## Excerpt
= = = = = = =
NOTICE: Seventh Circuit Rule 53(b)(2) states unpublished orders shall not be cited or used as precedent except to support a claim of res judicata, collateral estoppel or law of the case in any federal court within the circuit.
DACOR CORPORATION, an Illinois corporation,
Plaintiff-Counterdefendant-Appellee,
v.
SIERRA PRECISION, a California corporation,
Defendant-Counterplaintiff-Appellant.

No. 93-2708.

United States Court of Appeals, Seventh Circuit.

Argued Jan. 19, 1994.
Decided March 14, 1994.
Rehearing Denied April 7, 1994.

1

Before CUMMINGS, Circuit Judge COFFEY, Circuit Judge EASTERBROOK, Circuit Judge

ORDER

2

In a two-count complaint, Dacor Corporation, an Illinois corporation ("Dacor"), sued defendant Sierra Precision, a California corporation ("Sierra"), alleging breach of contract (R. 1 at 1, Complaint Count One) and breach of implied warranty of merchantability (R. 1 at 4, Complaint Count Two). Diversity jurisdiction was asserted under 28 U.S.C. Sec. 1332. After Dacor voluntarily dismissed the breach of contract claim, the remainder of the case proceeded, by consent of the parties, before Magistrate Judge Gottschall. Sierra then filed a counterclaim, alleging that the parties had reached an accord and satisfaction of their dispute and that Dacor had breach that agreement when it filed suit (R. 35 at 7, Answer and Counterclaim). Sierra prayed for its attorneys' fees and administrative costs as consequential damages (id. at 7-8). After a two-day trial, the magistrate judge awarded Dacor $136,721.78 on its breach of warranty claim and dismissed Sierra's counterclaim. This appeal followed. We have jurisdiction pursuant to 28 U.S.C. Sec. 636(c)(3).

Facts

3

Dacor manufactures and sells a breathing apparatus denominated a regulator, which is inserted into divers' mouths and connected to air tanks that are transported under water on divers' backs. Since at least 1979 Dacor has purchased from Sierra hoses and hose assemblies that serve to connect the regulator to the air tank. Dacor sells these products to go with its regulator. Before 1985 the hose assemblies were constructed by Sierra with a 3/8" thread on the male end and an internal diameter of .190". This male end contained a fitting machined from one piece of metal, and Dacor apparently had never experienced problems with it.

4

In 1985 Dacor learned that a competitor, U.S. Divers, was marketing and selling a larger internal hose and hose assembly on its equipment. The larger internal diameter--at that time .201"--of those products would allow divers' air to flow more freely from the tank to the breathing apparatus. These hoses and hose assemblies were also manufactured by Sierra. Dacor therefore asked Sierra whether it could manufacture a hose and hose assembly with an internal diameter as large or larger than that of U.S. Divers, specifying its preferred internal diameter to be .250".
= = = = = = =
## Things to do
(1) Copy the records word for word, starting with their first line and going on through the line with "126L282 127L280 140L284".
(2) Continue the appeals court order in the Dacor Corporation and Sierra Precision dispute from its last sentence.
= = = = = = =
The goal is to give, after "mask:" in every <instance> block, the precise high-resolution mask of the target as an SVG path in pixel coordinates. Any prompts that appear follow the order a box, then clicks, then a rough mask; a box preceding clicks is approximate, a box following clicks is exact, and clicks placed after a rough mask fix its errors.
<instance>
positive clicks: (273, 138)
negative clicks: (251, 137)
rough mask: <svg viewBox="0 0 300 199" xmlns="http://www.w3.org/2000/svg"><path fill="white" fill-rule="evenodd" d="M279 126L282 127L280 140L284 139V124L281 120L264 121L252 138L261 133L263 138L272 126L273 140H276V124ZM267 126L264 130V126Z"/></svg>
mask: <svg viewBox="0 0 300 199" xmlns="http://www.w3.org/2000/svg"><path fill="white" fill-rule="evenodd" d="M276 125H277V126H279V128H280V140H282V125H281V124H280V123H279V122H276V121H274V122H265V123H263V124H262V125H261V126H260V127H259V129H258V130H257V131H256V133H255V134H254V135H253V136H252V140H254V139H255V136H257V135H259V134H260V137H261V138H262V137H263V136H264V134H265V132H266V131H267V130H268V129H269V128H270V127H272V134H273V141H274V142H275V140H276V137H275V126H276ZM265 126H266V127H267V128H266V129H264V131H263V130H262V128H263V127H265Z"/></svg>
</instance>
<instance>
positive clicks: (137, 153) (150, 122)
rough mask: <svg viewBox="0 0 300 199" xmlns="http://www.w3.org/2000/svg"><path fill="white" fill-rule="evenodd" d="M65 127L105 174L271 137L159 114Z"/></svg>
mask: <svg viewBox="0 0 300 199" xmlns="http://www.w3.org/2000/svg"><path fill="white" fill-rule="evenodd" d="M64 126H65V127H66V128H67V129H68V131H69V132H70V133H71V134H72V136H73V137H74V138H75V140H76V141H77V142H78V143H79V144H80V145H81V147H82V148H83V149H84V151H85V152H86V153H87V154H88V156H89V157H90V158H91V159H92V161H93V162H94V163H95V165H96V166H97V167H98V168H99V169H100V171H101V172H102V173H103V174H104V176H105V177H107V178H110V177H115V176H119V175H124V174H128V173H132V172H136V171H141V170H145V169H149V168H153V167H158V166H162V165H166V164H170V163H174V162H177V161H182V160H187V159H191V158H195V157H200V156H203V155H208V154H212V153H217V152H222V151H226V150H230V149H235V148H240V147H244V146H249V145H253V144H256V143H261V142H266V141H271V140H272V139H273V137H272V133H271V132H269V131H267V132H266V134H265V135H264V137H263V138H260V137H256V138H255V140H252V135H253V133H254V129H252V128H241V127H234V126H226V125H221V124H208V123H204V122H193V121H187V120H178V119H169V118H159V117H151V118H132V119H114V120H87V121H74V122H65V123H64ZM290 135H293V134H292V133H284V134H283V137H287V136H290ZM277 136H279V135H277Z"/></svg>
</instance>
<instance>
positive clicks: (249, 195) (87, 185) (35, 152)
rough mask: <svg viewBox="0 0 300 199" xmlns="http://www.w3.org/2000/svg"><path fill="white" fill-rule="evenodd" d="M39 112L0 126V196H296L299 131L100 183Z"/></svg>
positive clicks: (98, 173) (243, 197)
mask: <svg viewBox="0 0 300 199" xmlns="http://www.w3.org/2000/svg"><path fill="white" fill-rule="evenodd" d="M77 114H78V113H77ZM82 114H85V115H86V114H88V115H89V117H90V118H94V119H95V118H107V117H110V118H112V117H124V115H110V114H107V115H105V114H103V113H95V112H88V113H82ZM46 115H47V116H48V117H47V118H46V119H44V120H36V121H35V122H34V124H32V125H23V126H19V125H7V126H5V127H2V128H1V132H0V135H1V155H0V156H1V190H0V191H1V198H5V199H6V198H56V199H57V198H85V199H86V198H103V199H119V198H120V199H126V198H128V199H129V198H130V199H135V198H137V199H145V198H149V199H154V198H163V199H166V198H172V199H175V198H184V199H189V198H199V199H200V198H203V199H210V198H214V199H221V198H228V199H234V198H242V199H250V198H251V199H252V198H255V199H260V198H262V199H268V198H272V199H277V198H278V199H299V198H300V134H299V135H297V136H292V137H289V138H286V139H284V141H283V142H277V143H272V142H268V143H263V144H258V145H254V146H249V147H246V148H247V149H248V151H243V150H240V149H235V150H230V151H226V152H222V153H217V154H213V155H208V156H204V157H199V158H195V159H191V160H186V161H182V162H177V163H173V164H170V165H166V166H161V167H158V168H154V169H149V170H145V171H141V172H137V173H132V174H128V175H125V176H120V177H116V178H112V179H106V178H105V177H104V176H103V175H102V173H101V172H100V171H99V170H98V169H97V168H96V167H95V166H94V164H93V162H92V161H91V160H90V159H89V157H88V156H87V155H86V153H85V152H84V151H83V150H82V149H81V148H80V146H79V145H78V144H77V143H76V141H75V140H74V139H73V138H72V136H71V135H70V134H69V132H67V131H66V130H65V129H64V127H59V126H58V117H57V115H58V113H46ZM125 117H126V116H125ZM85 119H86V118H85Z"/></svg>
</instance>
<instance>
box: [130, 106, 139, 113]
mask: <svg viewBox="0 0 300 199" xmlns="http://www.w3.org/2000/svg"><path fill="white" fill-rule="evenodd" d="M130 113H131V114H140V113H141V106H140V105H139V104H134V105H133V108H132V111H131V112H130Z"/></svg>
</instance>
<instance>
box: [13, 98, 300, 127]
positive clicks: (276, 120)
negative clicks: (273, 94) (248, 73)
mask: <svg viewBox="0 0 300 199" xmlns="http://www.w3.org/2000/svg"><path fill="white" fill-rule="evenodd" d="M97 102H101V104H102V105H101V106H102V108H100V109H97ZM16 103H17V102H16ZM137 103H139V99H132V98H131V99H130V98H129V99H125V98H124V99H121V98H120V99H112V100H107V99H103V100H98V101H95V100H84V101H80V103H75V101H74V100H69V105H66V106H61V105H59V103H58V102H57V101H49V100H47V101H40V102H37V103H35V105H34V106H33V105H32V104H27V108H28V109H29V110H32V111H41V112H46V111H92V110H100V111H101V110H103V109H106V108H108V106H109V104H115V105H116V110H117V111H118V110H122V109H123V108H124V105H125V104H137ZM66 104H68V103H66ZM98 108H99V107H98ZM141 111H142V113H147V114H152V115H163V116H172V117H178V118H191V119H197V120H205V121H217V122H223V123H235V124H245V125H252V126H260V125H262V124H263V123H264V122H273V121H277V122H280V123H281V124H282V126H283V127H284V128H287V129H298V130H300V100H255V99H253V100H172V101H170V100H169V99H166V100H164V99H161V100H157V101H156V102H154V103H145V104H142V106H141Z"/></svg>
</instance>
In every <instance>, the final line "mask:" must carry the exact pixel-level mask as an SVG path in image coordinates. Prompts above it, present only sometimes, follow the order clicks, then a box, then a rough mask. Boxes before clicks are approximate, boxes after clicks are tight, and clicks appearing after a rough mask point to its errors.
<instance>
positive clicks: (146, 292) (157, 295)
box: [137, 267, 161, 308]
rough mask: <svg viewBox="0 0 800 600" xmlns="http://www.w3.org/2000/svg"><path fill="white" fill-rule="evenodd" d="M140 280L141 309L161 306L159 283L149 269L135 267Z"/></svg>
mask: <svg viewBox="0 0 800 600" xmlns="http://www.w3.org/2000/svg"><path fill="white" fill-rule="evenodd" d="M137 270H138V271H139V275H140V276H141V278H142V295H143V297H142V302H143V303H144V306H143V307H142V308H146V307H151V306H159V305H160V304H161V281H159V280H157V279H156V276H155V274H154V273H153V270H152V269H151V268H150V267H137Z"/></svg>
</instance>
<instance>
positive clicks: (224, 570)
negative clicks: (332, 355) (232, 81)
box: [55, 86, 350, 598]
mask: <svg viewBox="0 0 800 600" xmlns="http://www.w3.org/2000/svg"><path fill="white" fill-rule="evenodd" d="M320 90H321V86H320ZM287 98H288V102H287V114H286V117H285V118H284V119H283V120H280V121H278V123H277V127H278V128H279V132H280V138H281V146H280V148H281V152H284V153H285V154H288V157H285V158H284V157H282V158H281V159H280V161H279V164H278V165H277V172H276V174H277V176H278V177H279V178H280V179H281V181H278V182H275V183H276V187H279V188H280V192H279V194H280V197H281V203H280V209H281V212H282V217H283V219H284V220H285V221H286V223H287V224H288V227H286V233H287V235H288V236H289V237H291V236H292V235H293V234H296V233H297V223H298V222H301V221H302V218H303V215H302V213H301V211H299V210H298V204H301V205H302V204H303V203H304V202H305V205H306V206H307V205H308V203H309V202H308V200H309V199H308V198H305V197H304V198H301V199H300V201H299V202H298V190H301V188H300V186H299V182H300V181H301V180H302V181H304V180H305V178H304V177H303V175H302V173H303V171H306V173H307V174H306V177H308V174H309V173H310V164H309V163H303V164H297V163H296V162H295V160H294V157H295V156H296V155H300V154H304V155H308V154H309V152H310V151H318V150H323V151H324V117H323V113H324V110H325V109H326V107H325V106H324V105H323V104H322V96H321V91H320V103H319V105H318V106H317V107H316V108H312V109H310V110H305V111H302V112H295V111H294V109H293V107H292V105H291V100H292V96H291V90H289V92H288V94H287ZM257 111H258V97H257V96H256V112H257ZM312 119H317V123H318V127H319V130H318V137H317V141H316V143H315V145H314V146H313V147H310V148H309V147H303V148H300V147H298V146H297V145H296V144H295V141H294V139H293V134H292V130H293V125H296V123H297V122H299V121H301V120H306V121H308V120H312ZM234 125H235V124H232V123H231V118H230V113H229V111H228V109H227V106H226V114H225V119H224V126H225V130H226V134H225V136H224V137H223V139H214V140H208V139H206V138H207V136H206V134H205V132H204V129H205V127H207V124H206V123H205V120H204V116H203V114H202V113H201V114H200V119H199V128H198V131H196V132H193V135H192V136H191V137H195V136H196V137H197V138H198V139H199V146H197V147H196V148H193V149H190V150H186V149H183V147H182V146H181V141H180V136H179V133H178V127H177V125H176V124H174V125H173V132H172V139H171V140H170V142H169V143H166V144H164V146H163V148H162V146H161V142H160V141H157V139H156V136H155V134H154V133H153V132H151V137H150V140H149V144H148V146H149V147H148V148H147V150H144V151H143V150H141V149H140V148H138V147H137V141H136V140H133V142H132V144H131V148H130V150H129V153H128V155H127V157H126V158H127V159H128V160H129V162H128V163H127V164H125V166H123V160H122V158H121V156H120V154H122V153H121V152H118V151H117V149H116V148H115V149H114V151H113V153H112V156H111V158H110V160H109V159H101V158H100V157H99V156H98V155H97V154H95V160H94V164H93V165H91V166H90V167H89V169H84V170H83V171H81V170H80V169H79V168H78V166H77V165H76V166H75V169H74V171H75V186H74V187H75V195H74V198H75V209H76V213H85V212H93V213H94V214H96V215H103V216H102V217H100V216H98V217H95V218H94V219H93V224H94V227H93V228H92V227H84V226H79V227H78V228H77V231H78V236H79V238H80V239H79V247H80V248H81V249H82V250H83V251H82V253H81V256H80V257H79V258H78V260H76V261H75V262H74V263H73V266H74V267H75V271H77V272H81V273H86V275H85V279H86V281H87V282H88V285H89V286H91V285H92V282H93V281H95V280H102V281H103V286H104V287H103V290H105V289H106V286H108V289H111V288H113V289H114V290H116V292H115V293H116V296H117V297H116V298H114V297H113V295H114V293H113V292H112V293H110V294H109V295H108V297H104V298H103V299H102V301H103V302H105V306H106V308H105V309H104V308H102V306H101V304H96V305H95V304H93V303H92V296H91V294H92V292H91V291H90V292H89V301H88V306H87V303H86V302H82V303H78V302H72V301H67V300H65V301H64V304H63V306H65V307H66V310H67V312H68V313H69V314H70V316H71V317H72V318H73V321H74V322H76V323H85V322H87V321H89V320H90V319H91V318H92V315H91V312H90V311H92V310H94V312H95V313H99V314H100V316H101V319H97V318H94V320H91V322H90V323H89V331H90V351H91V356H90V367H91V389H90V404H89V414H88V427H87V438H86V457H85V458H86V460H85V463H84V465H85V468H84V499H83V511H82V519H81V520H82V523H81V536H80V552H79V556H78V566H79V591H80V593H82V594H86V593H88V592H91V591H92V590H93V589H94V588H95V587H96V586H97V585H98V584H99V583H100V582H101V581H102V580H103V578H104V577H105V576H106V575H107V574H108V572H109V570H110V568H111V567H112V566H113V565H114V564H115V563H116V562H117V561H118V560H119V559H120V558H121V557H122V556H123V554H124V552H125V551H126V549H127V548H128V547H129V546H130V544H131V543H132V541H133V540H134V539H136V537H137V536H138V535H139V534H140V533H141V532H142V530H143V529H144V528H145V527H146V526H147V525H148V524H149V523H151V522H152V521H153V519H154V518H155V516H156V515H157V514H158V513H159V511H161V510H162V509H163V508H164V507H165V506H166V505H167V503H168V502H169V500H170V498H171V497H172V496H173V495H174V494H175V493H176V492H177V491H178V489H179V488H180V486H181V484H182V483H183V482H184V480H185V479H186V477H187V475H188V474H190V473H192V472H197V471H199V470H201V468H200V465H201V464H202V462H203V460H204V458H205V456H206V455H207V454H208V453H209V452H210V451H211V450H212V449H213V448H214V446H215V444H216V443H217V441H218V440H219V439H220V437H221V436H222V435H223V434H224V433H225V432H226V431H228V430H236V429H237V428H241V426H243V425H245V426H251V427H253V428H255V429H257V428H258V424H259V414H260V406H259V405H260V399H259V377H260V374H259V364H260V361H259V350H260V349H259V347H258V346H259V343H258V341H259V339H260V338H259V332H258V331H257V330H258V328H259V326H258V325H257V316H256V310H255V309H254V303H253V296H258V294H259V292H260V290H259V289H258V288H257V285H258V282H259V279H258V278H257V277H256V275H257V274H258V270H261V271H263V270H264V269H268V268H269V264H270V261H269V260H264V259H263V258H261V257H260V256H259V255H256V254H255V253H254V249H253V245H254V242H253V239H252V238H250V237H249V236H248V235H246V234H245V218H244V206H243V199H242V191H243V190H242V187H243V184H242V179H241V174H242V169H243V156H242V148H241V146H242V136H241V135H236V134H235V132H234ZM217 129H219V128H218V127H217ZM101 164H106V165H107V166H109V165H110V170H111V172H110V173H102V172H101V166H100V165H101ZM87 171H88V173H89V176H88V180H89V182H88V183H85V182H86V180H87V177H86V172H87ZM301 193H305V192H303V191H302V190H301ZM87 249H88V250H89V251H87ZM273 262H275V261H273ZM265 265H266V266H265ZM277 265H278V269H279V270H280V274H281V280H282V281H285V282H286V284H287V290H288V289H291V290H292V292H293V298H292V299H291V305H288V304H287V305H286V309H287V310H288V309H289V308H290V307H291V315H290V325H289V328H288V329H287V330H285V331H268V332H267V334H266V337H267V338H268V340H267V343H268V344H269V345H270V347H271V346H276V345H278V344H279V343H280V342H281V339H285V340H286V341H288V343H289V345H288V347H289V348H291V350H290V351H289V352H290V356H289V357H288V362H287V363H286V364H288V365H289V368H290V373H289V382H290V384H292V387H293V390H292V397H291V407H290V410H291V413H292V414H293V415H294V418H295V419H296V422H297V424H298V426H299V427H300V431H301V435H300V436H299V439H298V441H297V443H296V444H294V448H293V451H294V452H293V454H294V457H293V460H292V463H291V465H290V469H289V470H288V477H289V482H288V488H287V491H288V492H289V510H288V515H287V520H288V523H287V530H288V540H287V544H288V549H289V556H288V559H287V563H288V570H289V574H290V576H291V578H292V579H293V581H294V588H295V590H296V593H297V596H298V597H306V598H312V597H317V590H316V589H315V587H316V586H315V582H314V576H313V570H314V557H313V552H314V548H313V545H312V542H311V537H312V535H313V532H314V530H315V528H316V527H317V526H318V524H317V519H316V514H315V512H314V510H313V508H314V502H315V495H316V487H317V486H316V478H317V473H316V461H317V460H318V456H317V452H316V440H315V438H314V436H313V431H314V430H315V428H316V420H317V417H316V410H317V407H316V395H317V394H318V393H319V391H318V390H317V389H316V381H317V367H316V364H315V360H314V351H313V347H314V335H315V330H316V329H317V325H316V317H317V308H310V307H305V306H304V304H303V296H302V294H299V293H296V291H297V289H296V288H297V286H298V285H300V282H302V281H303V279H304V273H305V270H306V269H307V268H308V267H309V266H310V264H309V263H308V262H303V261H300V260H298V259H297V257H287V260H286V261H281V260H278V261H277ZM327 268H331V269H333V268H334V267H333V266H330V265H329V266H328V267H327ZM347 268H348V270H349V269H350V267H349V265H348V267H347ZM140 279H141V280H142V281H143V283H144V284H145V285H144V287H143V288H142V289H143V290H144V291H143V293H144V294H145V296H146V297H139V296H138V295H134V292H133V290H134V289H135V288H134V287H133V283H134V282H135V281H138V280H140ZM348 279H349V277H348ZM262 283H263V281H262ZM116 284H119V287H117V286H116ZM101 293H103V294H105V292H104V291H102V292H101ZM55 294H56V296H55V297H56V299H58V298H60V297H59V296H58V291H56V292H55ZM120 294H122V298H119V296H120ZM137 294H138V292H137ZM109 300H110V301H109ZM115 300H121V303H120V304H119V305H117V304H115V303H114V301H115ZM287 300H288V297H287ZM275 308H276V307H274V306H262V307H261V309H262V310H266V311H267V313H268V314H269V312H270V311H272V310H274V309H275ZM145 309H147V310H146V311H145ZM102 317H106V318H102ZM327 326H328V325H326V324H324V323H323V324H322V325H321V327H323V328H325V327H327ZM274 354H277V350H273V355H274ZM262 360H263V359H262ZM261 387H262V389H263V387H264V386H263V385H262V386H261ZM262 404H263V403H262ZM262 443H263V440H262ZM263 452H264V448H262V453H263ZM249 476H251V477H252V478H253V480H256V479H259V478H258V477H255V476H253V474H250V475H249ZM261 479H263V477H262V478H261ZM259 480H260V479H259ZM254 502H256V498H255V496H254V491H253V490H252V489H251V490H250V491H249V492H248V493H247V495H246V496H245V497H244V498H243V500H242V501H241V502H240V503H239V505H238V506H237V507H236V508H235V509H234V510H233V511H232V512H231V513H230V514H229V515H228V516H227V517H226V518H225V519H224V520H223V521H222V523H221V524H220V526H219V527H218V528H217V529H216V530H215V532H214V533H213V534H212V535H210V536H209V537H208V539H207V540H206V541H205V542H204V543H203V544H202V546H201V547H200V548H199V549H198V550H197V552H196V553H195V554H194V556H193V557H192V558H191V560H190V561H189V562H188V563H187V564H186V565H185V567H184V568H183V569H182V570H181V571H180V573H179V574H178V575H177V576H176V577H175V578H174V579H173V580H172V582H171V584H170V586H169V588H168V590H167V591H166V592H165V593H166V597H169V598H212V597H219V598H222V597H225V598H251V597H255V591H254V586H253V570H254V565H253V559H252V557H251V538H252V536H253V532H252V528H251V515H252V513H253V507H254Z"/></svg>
= = = = = = =
## Solved tasks
(1)
The goal is to give, after "mask:" in every <instance> block, the precise high-resolution mask of the target as an SVG path in pixel coordinates. Any prompts that appear follow the order a box, then clicks, then a rough mask; a box preceding clicks is approximate, a box following clicks is exact, and clicks placed after a rough mask fix its errors.
<instance>
positive clicks: (273, 138)
negative clicks: (251, 137)
rough mask: <svg viewBox="0 0 300 199" xmlns="http://www.w3.org/2000/svg"><path fill="white" fill-rule="evenodd" d="M279 126L282 127L280 140L284 139V124L281 120L264 121L252 138L261 133L263 138L272 126L273 140H276V124ZM267 126L264 130V126Z"/></svg>

(2)
5

Sierra then forwarded to Dacor samples of the hose and hose assemblies that it was manufacturing for U.S. Divers. They differed from those being manufactured for Dacor as follows: (1) The U.S. Divers hose assembly then being manufactured by Sierra was a two-piece hose assembly in contrast to the one-piece assembly being manufactured for Dacor, and (2) the U.S. Divers samples had a greater internal hose and assembly diameter. Sierra informed Dacor that it could not safely make a hose assembly with a .250" diameter, but offered to make one with a .234" diameter. Dacor agreed. Later Sierra requested a change in the internal diameter to .230", and Dacor agreed. Sierra thereupon incorporated the new hose and hose assembly diameter into its two-piece hose assembly design, and filled several of Dacor's orders for the new product, which Dacor then sold as accessories for its regulator.

6

By the fall of 1986 approximately twelve of the new hose assemblies had been returned to Dacor by consumers or dealers on account of cracking or shearing in the two-piece male fitting to the hose assembly. The shearing always occurred at the gap between the two pieces of metal in the male fitting to the hose assembly. Sierra then conducted laboratory tests that confirmed that the two-piece assembly was subject to breakage. Because any failure of the hose assemblies during an actual dive could be life-threatening, Dacor and Sierra agreed that Sierra would redesign the fitting for the hose assembly and that the parties would conduct a recall of the defective product. Sierra redesigned the fitting so that the male end would be machined from one piece of metal, as it had been prior to the new design. Thereafter no failures of the redesigned hose assemblies were experienced by Dacor's customers.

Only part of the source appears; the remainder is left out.